## WHAT NEEDS TO BE DONE
Every record gets copied exactly, and no picture goes with it.

━━━ EXTRACTED ENTRIES ━━━

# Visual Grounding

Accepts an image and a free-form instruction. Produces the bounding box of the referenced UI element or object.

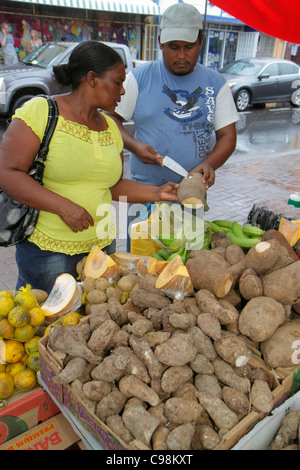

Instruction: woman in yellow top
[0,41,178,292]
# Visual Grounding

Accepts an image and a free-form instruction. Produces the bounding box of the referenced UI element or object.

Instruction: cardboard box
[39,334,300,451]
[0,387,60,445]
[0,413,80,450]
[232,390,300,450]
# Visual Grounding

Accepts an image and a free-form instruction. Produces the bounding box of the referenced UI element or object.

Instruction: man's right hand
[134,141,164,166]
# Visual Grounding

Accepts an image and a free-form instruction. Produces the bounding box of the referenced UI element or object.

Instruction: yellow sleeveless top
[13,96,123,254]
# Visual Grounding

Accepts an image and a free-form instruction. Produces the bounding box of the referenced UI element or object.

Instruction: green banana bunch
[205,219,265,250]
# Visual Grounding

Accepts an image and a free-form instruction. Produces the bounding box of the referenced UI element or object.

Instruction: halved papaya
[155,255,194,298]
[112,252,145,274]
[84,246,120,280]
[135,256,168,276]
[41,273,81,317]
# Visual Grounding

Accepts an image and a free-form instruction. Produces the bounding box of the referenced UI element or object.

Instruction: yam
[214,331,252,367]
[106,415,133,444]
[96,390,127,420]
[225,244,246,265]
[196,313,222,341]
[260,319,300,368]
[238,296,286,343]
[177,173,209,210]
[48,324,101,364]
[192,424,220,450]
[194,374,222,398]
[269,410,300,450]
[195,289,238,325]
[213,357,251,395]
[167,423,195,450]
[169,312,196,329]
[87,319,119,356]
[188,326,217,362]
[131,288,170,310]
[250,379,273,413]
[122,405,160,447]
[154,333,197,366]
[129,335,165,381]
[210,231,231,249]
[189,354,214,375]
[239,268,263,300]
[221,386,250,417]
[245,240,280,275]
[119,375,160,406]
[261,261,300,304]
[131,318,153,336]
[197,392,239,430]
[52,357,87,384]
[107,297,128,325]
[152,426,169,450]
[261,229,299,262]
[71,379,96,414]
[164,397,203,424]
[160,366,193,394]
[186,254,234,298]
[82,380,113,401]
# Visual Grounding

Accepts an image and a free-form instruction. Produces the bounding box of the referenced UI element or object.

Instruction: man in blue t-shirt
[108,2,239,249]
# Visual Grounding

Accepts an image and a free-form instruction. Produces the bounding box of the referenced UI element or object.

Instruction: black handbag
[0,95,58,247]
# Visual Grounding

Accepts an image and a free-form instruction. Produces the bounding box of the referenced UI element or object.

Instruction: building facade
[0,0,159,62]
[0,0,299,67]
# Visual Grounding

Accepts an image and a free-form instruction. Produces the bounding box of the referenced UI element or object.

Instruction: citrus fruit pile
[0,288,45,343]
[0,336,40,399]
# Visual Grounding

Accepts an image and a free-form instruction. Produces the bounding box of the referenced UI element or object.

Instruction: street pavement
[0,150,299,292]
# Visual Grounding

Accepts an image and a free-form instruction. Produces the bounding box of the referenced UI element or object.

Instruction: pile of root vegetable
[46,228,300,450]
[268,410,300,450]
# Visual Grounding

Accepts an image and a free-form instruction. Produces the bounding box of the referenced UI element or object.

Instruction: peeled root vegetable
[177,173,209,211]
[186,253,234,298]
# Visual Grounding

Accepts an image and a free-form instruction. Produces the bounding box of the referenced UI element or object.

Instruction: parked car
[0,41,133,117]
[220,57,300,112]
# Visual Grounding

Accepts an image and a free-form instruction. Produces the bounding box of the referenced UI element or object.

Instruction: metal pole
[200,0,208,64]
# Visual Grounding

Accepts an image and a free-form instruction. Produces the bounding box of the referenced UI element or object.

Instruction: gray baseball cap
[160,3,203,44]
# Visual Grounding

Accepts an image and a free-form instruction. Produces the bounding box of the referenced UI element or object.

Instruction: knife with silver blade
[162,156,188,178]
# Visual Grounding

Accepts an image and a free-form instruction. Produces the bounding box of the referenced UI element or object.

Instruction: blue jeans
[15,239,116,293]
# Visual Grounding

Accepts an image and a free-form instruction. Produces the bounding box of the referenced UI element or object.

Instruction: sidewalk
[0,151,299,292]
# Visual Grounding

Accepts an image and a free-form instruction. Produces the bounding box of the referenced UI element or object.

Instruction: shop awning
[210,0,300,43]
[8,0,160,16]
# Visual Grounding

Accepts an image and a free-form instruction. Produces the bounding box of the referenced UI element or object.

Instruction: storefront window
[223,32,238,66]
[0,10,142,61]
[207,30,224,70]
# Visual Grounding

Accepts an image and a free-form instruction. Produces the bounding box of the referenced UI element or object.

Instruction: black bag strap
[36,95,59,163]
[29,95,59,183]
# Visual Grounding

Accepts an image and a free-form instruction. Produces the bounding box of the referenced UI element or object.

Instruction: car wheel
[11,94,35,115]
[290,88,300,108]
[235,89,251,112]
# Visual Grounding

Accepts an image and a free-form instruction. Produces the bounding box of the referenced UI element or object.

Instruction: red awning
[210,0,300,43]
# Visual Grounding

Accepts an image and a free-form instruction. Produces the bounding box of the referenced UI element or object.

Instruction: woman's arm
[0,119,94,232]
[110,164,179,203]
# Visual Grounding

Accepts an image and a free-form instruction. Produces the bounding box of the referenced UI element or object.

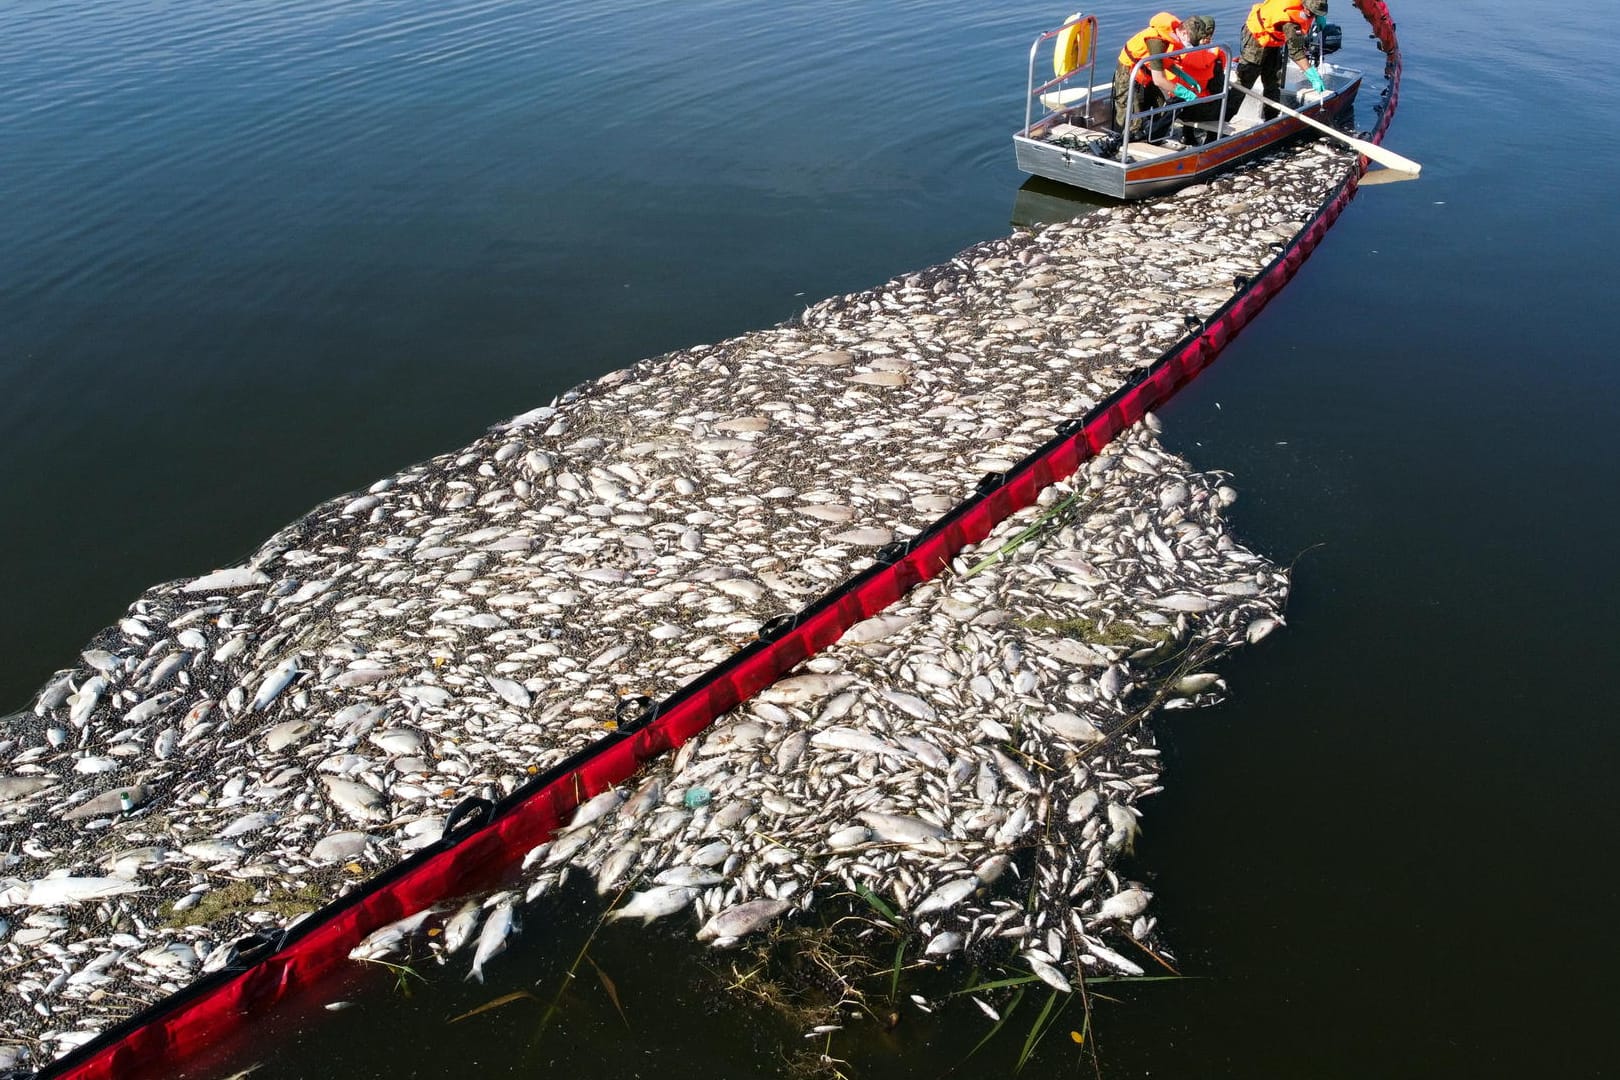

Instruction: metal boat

━━━

## EXERCISE ANSWER
# Visual Grounding

Accepts an image and a free-form instruction. Produces the bounding box of the referenced UI element or object.


Instruction: woman in yellow top
[0,41,178,292]
# Visual Grounding

Accepts an image and a free-form instruction. Produces the bounding box of the referenced UI element or object.

Instruction: cardboard box
[39,334,300,451]
[0,387,60,445]
[0,413,80,450]
[232,390,300,450]
# Visual Grounding

Accepts an image and a free-form instruction. Produces the bounding box of the referenced UI element or object.

Instruction: man's right hand
[134,141,164,166]
# Visual Grounding

Accepts an image and a free-form instruction. Produces the bounding box of the referenced UI element or object.

Instruction: yellow sleeveless top
[13,96,123,254]
# Visual Grounding

Accepts an image and a free-form instruction. Produces the bounding box of the referenced UI element or object.

Instruction: green banana bunch
[205,219,265,250]
# Visual Grounding

Accepts an image and a free-form instruction. Produces the bounding box of the referenced UI element or object.

Instruction: halved papaya
[155,255,194,298]
[112,252,145,274]
[84,246,120,280]
[135,256,168,276]
[41,273,81,317]
# Visual Grounding

Accepts an image and a free-form instruction. Produces the bounding box of the referenced UI element or object.

Instruction: yam
[214,331,252,367]
[106,415,133,444]
[96,390,127,420]
[225,244,246,265]
[196,313,222,341]
[260,319,300,368]
[238,296,286,343]
[177,173,209,210]
[48,324,101,364]
[192,424,220,450]
[194,374,222,398]
[269,410,300,450]
[195,289,238,325]
[213,357,251,395]
[167,423,195,450]
[169,312,196,329]
[87,319,119,356]
[188,326,217,362]
[131,288,170,310]
[250,379,273,413]
[122,405,160,447]
[154,333,197,366]
[129,335,165,381]
[210,231,231,249]
[189,354,214,375]
[239,268,263,300]
[221,386,250,417]
[245,240,280,275]
[119,375,160,406]
[261,261,300,304]
[131,318,153,336]
[197,392,239,430]
[52,357,87,384]
[107,297,128,325]
[152,426,169,450]
[261,229,299,262]
[71,379,96,414]
[164,397,203,424]
[160,366,193,394]
[186,254,234,298]
[82,380,113,401]
# Visual Grounding

Accepts an image and a free-form instruction. Produces the bounding box of the referenced UI element or object.

Instruction: man in blue t-shirt
[108,2,239,249]
# Visual Grounding

Accepts an image and a free-form instruction. Produces the bounding box of the referenced UI element or object.

Instruction: black handbag
[0,95,58,247]
# Visual Grounding

Accepts an image and a free-form instruction. Produces the bounding box of the referenced UI element or object.

Instruction: building facade
[0,0,159,62]
[0,0,299,67]
# Visual Grounding

Accepts an image and a free-form instruction. Produces the bounding box of the referenced UI element or object.

Instruction: citrus fruit pile
[0,288,45,343]
[0,336,40,399]
# Visual Grounding

Accepts an image and a free-form instruction. Produces the bounding box of the referenced UI element or object.

Instruction: street pavement
[0,150,299,292]
# Visual Grounding

Accepts an image and a free-form instruction. Produces the bounding box of the referenced UI element or object.

Instruction: pile of root vegetable
[46,228,300,450]
[268,410,300,450]
# Visual Grounding

Accepts an image and a free-form instruction. Produces the bounding box of the referenced UI element or object.

Instruction: peeled root vegetable
[177,173,209,211]
[186,253,234,298]
# Visual Grounding

Accepts an image and a free-form instruction. Produces the bounding box of the referenced UI element or object.

Instruction: parked car
[0,41,133,117]
[220,57,300,112]
# Visual Grounding

Accepts an image and a free-form instruction. Produces the bounding box of the referenced UI element or object.

Instruction: metal pole
[200,0,208,64]
# Visual Grounding

Accepts an image and a free-form instruction. Produces the bounding box of the referenced UI element or object.

Instruction: gray baseball cap
[160,3,203,44]
# Visual Grounding

Accepts an image and a free-form instruction. Produces the bounding box of the referenced UI element or object.

Instruction: knife with silver blade
[162,156,188,178]
# Visual Grounding

Accepts an image and a free-form instruction. Produces the bounding box of the referenced UI element or object.

Instruction: blue jeans
[15,239,116,293]
# Visual Grounding

Accepts an image and a free-form instruction. Produces the bounding box of the referenced UI element or object.

Instruction: sidewalk
[0,151,299,292]
# Visual Grounding

Accepts an image and a free-form instruction. Produces the bounding box of the referenced UI element or object.

Instruction: shop awning
[210,0,300,43]
[8,0,160,16]
# Visual Grounding

Accepts an image and a free-form instruction. Produces the bounding box of the referenced UI element or object.

Instruction: storefront window
[223,32,238,66]
[0,10,142,61]
[207,30,224,70]
# Visual Grounding

Accepts an image and a free-form instruction. Produces the bounding box of the referenced UI element or object.

Instruction: black bag strap
[36,95,59,163]
[29,95,59,183]
# Visual Grounding

Accepts an image and a free-form instruction. Produces the bounding box of the referenced UI element or object.

Instruction: car wheel
[11,94,35,115]
[290,88,300,108]
[235,89,251,112]
# Visual Grounding

Accepts an image and a free-form instruction. Produces the bounding box of the referenced UI element or object.

Instruction: red awning
[210,0,300,43]
# Visual Grounding

Accepts an image and a free-form instruction. Produces the bounding box of the referenced UI element or object.

Instruction: woman's arm
[0,119,94,232]
[110,164,179,203]
# Visual Grounding

Accepts an image and a free-form instruction. Produces the bounding box of the referenced UI element or object.


Instruction: metal boat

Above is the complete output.